(Spatial localization data)

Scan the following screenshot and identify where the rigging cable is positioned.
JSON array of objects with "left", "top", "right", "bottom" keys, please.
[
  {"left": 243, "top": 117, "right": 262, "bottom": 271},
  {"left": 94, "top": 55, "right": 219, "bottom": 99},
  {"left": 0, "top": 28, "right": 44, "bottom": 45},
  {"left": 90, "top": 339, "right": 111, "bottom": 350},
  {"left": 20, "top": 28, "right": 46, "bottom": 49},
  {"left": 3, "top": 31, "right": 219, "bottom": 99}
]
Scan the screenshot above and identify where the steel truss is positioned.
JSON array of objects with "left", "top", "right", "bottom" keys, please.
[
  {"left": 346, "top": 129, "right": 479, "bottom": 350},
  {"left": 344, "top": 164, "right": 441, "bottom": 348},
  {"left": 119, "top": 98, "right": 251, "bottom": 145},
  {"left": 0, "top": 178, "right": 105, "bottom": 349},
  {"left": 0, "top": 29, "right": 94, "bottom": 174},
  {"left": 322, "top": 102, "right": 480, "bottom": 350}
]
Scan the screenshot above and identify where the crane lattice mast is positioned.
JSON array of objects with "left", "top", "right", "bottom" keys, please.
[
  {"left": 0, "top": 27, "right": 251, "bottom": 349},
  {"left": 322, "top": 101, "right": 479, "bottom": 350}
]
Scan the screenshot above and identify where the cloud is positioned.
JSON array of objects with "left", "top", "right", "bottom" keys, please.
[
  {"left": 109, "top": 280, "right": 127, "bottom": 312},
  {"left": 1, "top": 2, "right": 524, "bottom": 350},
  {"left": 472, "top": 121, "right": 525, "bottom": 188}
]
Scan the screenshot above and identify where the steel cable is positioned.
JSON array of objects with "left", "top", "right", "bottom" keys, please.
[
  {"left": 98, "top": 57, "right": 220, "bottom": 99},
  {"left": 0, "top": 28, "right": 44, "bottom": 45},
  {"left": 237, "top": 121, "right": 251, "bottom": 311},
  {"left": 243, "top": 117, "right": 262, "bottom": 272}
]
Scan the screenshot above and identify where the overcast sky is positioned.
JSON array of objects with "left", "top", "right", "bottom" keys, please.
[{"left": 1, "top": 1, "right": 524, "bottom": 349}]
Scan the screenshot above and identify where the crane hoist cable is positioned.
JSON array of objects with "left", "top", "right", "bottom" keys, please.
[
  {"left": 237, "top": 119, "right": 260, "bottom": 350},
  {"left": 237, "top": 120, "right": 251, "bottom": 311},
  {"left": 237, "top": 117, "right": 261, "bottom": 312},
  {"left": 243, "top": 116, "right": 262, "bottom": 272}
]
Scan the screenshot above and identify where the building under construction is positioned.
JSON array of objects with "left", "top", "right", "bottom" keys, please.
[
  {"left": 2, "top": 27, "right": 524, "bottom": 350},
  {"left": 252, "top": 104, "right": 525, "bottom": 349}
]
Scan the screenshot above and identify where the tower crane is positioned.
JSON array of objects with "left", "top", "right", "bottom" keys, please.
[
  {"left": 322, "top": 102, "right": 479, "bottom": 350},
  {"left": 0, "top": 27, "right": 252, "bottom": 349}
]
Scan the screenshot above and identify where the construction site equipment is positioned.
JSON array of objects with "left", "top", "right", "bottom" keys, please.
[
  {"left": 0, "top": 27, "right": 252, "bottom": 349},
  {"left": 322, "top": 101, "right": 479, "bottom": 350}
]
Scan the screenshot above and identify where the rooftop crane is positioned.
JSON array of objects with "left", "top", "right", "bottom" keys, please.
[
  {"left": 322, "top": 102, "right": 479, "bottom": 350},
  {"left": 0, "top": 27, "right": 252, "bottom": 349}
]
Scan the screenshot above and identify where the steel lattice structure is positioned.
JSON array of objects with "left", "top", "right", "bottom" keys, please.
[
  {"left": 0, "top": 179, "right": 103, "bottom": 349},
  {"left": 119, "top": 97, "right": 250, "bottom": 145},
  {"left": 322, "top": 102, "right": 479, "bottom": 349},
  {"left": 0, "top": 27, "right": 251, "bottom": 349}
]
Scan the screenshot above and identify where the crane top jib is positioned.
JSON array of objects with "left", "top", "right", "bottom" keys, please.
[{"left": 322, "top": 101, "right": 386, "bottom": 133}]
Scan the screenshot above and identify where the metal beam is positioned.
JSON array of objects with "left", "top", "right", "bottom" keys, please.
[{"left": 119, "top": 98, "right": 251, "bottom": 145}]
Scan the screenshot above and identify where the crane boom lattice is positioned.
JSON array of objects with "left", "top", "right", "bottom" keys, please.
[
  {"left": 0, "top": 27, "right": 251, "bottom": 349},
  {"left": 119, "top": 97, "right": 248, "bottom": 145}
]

→ Problem to solve: In the entries above, copy each line that contains the string "cable".

→ Task answer:
Scan the following screenshot and identify where the rigging cable is positioned.
Scan the screenshot above and identify where the steel cable is positioned.
Scan the screenshot above and identify where the crane hoist cable is positioned.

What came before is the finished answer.